[Saved entries]
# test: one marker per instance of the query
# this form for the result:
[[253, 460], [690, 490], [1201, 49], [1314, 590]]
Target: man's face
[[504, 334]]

[Exercise prompt] Return the full data, every line of it, with nothing altered.

[Solution to this exercise]
# test: one marker per instance of the query
# this form for the result:
[[253, 460], [690, 490], [1201, 49], [1314, 590]]
Target: man's face
[[504, 334]]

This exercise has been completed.